Source data
>>>

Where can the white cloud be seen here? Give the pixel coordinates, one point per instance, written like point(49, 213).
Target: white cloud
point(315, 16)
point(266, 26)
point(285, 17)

<<<

# What you will do
Output the records above, each one exactly, with none left out.

# Solution for this exercise
Where can the white cloud be seen here? Give the pixel coordinates, one point per instance, written like point(49, 213).
Target: white cloud
point(315, 16)
point(266, 26)
point(285, 17)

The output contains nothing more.